GIVEN EXERCISE A: Reproduce the Indian Country passage starting at "The Three Categories" and ending at "of Venetie (1998).", substituting "federal supervision" for "federal superintendence".

The Statutory Text
"Except as otherwise provided in sections 1154 and 1156 of this title, the term 'Indian country', as used in this chapter, means:
(a) all land within the limits of any Indian reservation under the jurisdiction of the United States Government, notwithstanding the issuance of any patent, and, including rights-of-way running through the reservation,
(b) all dependent Indian communities within the borders of the United States whether within the original or subsequently acquired territory thereof, and whether within or without the limits of a state, and
(c) all Indian allotments, the Indian titles to which have not been extinguished, including rights-of-way running through the same."
The Three Categories
(a) Indian Reservations
ALL land within reservation boundaries — including fee land owned by non-Indians, rights-of-way, and patented allotments. The reservation boundary is the outer limit, and everything inside is Indian Country regardless of land ownership. McGirt v. Oklahoma (2020) confirmed: reservations persist until Congress expressly disestablishes them.
(b) Dependent Indian Communities
Land set aside by the federal government for Indian use and under federal superintendence — even if not formally designated as a reservation. This category catches trust land, rancherias, pueblos, and other Indian communities that don't have "reservation" status. The Supreme Court defined the test in Alaska v. Native Village of Venetie (1998).
(c) Indian Allotments
Individual trust allotments where Indian title has not been extinguished. Even outside formal reservation boundaries, individual trust allotments are Indian Country. This category preserves jurisdiction over allotments that survived the Dawes Act era.
How This Definition Establishes ATN's Jurisdiction
Section 1151 is the threshold question in every Indian law case: is this land "Indian Country"? If yes, federal Indian law applies. If no, it doesn't.

GIVEN EXERCISE B: Pick out every line of the records below that contains the string "sweater", and copy each one. Case counts.

INFORMATION SHOWN:
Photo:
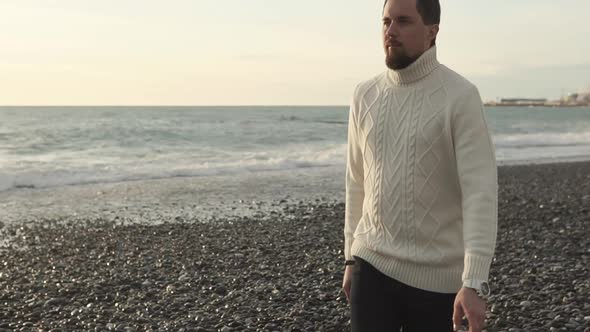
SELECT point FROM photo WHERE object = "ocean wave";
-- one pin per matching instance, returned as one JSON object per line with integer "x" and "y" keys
{"x": 173, "y": 166}
{"x": 542, "y": 140}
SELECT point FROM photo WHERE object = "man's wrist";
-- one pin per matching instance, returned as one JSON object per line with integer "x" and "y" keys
{"x": 480, "y": 286}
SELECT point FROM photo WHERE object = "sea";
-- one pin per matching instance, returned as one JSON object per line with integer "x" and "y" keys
{"x": 45, "y": 147}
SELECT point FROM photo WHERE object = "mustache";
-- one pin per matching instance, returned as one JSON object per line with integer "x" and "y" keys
{"x": 393, "y": 42}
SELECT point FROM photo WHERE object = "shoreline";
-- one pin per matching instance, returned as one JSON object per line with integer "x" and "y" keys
{"x": 207, "y": 197}
{"x": 281, "y": 270}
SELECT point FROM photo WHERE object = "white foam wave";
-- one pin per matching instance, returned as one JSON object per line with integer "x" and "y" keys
{"x": 543, "y": 139}
{"x": 171, "y": 165}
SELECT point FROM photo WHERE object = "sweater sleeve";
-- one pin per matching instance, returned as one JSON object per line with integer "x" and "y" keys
{"x": 354, "y": 179}
{"x": 476, "y": 167}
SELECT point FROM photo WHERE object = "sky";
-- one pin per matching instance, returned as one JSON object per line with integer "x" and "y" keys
{"x": 272, "y": 52}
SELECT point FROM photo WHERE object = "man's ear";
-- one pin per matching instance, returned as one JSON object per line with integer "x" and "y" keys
{"x": 433, "y": 31}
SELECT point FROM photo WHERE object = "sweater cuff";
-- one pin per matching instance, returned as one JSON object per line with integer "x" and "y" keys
{"x": 476, "y": 268}
{"x": 348, "y": 239}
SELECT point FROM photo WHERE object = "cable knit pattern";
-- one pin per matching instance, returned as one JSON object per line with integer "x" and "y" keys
{"x": 421, "y": 187}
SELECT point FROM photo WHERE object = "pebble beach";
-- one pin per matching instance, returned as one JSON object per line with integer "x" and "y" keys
{"x": 264, "y": 262}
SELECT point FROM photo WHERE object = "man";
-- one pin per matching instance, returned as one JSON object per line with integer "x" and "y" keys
{"x": 421, "y": 187}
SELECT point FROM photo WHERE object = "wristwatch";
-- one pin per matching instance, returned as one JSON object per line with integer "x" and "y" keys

SOLUTION A:
The Three Categories
(a) Indian Reservations
ALL land within reservation boundaries — including fee land owned by non-Indians, rights-of-way, and patented allotments. The reservation boundary is the outer limit, and everything inside is Indian Country regardless of land ownership. McGirt v. Oklahoma (2020) confirmed: reservations persist until Congress expressly disestablishes them.
(b) Dependent Indian Communities
Land set aside by the federal government for Indian use and under federal supervision — even if not formally designated as a reservation. This category catches trust land, rancherias, pueblos, and other Indian communities that don't have "reservation" status. The Supreme Court defined the test in Alaska v. Native Village of Venetie (1998).

SOLUTION B:
SELECT point FROM photo WHERE object = "sweater sleeve";
SELECT point FROM photo WHERE object = "sweater cuff";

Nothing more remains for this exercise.